→ Problem to solve
Return every line below exactly, without dropping any.

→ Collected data
-- Opening Marker --

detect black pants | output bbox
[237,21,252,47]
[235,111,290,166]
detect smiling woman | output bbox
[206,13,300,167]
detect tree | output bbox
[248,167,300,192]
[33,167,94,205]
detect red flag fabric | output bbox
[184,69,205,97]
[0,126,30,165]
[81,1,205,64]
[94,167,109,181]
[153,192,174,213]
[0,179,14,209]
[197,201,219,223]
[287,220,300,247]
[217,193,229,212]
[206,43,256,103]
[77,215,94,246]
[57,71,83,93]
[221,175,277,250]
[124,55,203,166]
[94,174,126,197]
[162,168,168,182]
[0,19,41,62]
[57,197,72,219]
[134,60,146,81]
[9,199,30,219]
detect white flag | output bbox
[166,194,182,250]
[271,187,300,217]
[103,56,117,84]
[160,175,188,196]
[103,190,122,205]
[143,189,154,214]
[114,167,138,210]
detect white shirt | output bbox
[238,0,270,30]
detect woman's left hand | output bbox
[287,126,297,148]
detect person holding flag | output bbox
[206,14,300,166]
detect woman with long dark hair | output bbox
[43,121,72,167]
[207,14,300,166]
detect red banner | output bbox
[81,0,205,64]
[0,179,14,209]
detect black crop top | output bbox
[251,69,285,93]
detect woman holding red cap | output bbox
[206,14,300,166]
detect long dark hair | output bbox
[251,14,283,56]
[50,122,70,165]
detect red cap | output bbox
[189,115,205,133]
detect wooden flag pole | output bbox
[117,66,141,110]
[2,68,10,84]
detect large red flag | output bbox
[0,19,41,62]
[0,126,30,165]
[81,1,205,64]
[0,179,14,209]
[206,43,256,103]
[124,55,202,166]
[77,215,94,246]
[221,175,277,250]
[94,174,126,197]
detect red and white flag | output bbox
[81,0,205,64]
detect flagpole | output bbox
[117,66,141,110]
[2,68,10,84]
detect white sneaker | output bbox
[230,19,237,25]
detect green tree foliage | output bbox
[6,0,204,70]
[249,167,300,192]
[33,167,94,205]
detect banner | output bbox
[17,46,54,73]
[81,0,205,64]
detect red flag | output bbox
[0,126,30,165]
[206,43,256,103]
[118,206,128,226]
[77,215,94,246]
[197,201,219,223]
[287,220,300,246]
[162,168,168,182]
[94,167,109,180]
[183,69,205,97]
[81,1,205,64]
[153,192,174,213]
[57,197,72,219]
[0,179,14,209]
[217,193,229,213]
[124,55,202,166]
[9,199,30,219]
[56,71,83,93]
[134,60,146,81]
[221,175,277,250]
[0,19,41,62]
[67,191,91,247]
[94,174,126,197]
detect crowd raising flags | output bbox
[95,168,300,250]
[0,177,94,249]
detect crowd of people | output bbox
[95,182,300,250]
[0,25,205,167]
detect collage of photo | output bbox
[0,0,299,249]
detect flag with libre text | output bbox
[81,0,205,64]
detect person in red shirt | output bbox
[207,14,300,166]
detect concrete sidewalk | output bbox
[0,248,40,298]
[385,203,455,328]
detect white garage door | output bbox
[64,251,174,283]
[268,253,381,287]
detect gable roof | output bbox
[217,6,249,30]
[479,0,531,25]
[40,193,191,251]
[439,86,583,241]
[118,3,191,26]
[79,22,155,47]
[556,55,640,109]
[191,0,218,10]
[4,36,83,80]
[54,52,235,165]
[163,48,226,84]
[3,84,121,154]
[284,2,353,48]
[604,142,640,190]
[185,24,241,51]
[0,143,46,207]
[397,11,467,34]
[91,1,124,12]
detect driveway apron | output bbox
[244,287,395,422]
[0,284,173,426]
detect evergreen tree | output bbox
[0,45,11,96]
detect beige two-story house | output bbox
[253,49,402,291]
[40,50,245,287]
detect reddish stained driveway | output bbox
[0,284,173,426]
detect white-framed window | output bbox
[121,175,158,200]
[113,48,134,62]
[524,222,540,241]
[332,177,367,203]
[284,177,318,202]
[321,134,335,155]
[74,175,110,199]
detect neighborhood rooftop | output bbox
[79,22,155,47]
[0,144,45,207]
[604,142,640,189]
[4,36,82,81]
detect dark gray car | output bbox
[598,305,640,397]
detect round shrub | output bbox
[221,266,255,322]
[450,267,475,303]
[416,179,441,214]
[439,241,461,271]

-- Closing Marker --

→ Solved exercise
detect black pants | output bbox
[237,21,252,47]
[235,111,290,166]
detect smiling woman | output bbox
[206,13,300,167]
detect tree | output bbox
[248,167,300,192]
[33,167,94,205]
detect red flag fabric | output bbox
[184,69,205,97]
[0,126,30,165]
[81,1,205,64]
[94,167,109,181]
[153,192,174,213]
[0,179,14,209]
[197,201,219,223]
[287,220,300,247]
[217,193,229,212]
[206,43,256,103]
[77,215,94,246]
[57,71,83,93]
[221,175,277,250]
[124,55,203,166]
[94,174,126,197]
[162,168,168,182]
[0,19,41,62]
[57,197,72,219]
[134,60,146,81]
[9,199,30,219]
detect white flag | output bbox
[166,194,182,250]
[271,187,300,217]
[103,56,117,84]
[160,175,188,196]
[103,190,122,205]
[143,189,154,214]
[114,167,138,210]
detect white shirt | output bbox
[238,0,270,30]
detect woman's left hand | output bbox
[287,126,297,148]
detect person holding flag | output bbox
[206,14,300,166]
detect woman with long dark hair | output bbox
[43,121,72,167]
[207,14,300,166]
detect red banner | output bbox
[81,0,205,64]
[0,179,14,209]
detect black crop top | output bbox
[251,69,285,93]
detect woman holding red cap | output bbox
[206,14,300,166]
detect long dark hair | output bbox
[251,14,283,56]
[50,122,70,165]
detect red cap | output bbox
[189,115,205,133]
detect wooden flag pole | output bbox
[117,66,141,110]
[2,68,10,84]
detect large red flag | output bbox
[0,19,41,62]
[0,126,30,165]
[81,1,205,64]
[0,179,14,209]
[206,43,256,103]
[124,55,202,166]
[77,215,94,246]
[221,175,277,250]
[94,174,126,197]
detect red and white flag | output bbox
[81,0,205,64]
detect flagpole | output bbox
[117,66,141,110]
[2,68,10,84]
detect white sneaker | output bbox
[230,19,237,25]
detect green tree foliage | output bbox
[6,0,204,70]
[249,167,300,192]
[33,167,94,205]
detect banner | output bbox
[17,46,54,73]
[81,0,205,64]
detect red flag | output bbox
[0,126,30,165]
[206,43,256,103]
[118,206,128,226]
[77,215,94,246]
[197,201,219,223]
[287,220,300,246]
[162,168,168,182]
[94,167,109,180]
[183,69,205,97]
[81,1,205,64]
[153,192,174,213]
[57,197,72,219]
[0,179,14,209]
[217,193,229,213]
[124,55,202,166]
[9,199,30,219]
[56,71,83,93]
[134,60,146,81]
[221,175,277,250]
[0,19,41,62]
[67,191,91,247]
[94,174,126,197]
detect crowd raising flags | output bbox
[95,168,300,250]
[0,177,94,249]
detect crowd of people | output bbox
[95,182,300,250]
[0,25,205,167]
detect collage of photo | output bbox
[0,0,299,249]
detect flag with libre text | output bbox
[81,0,205,64]
detect person in red shirt | output bbox
[207,14,300,166]
detect concrete sidewalk | output bbox
[0,248,40,298]
[385,203,455,328]
detect white garage door | output bbox
[64,251,174,283]
[268,253,381,287]
detect gable roof | output bbox
[217,6,249,30]
[479,0,531,25]
[40,193,191,251]
[439,86,583,241]
[118,3,191,26]
[79,22,155,47]
[556,55,640,109]
[191,0,218,10]
[4,36,83,80]
[54,52,235,165]
[163,48,226,84]
[3,84,121,154]
[284,2,353,48]
[604,142,640,190]
[185,24,241,51]
[0,143,46,207]
[397,11,467,34]
[91,1,124,12]
detect driveway apron | output bbox
[244,287,395,422]
[0,284,173,426]
detect evergreen tree | output bbox
[0,45,11,96]
detect beige two-story house | output bbox
[253,49,402,291]
[40,50,245,287]
detect reddish stained driveway | output bbox
[0,284,173,426]
detect white-framed window | output bbox
[121,175,158,200]
[113,48,134,62]
[524,222,540,241]
[332,177,367,203]
[284,177,318,202]
[321,134,335,155]
[74,175,110,199]
detect neighborhood rooftop | output bbox
[79,22,155,47]
[0,144,45,207]
[604,142,640,189]
[4,36,82,81]
detect dark gray car | output bbox
[598,305,640,397]
detect round shrub | output bbox
[221,266,255,322]
[450,267,475,303]
[416,179,441,214]
[439,241,461,271]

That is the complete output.